## BEGIN Reading text
In May, 1988, Kevin Nan and I set out from Toronto to New Brunswick to search for Stevedore Steve. When we got to Fredericton we checked the phone book and found only one Foote, who we phoned, but that didn't click. Next we found ourselves in the middle of Saint John at Market Square where we used a lot of quarters making telephone calls. There were a lot of Footes in the phonebook, but no Stephen J's. I decided to call every last one of them just to be sure. This is what I wrote in my next editorial in the Mariposa Notes1:
 

They just keep on churning out more and more new cars, day after day, and just as many head for the wreckers. It's incredible! And what's even more incredible are musicians: you keep hearing more new names on vinyl, CD, cassette or video every day. Just try choosing who you want for your festival coz for every performer you accept you have to turn ten down. But what happens to the worn out, burnt out musicians of the past? Surely we are not unlike cars, someone's new success comes at the expense of another's. How many people who tried so hard, who put up with so much have been forgotten? It's amazing what we allow ourselves to forget in too few years.
On a recent trip to the Maritimes I thought I'd check out Stevedore Steve, a country/folk musician who saw a few good years in the early seventies. With three albums and a slew of 45s, the man who wrote "Lester The Lobster" just plain disappeared. All I was left with were the cherished memories and the three LPs worth of song.

I knew that he had to be somewhere in Saint John and after phoning every Foote in the book I found his cousin Raymond who told me that The Stevedore had no telephone. Next thing I knew I was at the Stevedore's front door in Old Saint John. I spent that entire day with Steve and Gini Foote, heard their hard luck story which robbed him of his music, a bit of bad planning had stuck him in a financial hole so he quit the business in disgust to settle in Saint John. At 52 he's well and of good mind living off a disability pension. He carves, draws, paints, reads and plays songs for his wife. His manuscripts were damaged by water but they're still readable.

Stevedore Steve is a lucky one - there was more to him than just his music. But how many men and women are demoralized by the music business every year? How many of them do we forget and leave on the third floor of Sam The Record Man? Old cars, used for parts, then crushed up to make room for more.

After 20 minutes of phoning different people with the surname Foote, Kevin grew restless. He admitted then and there that he had taken the liberty, while in Toronto, of phoning directory assistance and it was then that he learned that there was no Stephen J. Foote in the Saint John telephone directory. "We've only got three more to call," I said. The next one was Raymond Foote, Steve's cousin, who said that Steve and Gini lived in Saint John, near the car wash. "Do you know where that is," he asked? I hadn't the foggiest. He said that he'd hop into his car and meet us in front of Market Square. We waited in the drizzle before a statue till Ray honked from his brown automobile. He had already dropped by Steve's place to forewarn him that we were coming.

"I was sure that it was Connors," he confided to us later. "I had a dream just that morning that a visitor would arrive from Ontario. I thought that Connors was playing one of his jokes so I told Ray to bring you around."

(Author, Steve Foote and Kevin Nan in the Stevedore's kitchen at 46 Garden Street, May 1988.)

It was so very strange to be meeting the Stevedore like this. His great hands and fore-arms were older but just like the photos on his albums. He was much older looking after all these years but it was the real Stevedore Steve. He invited us in and introduced us to Gini who immediately recognized us from somewhere in the space/time continuum. We sat in the kitchen and drank endless cups of instant coffee, talking about things that went beyond the confines of this planet while cigarette smoke soaked into our clothing.
## END Reading text
## BEGIN Dataset content
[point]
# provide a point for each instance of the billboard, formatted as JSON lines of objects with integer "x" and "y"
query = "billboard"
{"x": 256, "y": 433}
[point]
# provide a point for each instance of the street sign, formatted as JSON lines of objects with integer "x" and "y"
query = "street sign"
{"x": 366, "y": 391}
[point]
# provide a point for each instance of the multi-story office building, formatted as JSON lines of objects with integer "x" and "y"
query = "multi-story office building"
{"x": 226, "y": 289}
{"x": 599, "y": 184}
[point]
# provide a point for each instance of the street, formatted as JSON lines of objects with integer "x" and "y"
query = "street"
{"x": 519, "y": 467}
## END Dataset content
» Your goal
Transcribe everything in the account of the search for Stevedore Steve from "After 20 minutes" down to "we were coming.".

» Answer to the task
After 20 minutes of phoning different people with the surname Foote, Kevin grew restless. He admitted then and there that he had taken the liberty, while in Toronto, of phoning directory assistance and it was then that he learned that there was no Stephen J. Foote in the Saint John telephone directory. "We've only got three more to call," I said. The next one was Raymond Foote, Steve's cousin, who said that Steve and Gini lived in Saint John, near the car wash. "Do you know where that is," he asked? I hadn't the foggiest. He said that he'd hop into his car and meet us in front of Market Square. We waited in the drizzle before a statue till Ray honked from his brown automobile. He had already dropped by Steve's place to forewarn him that we were coming.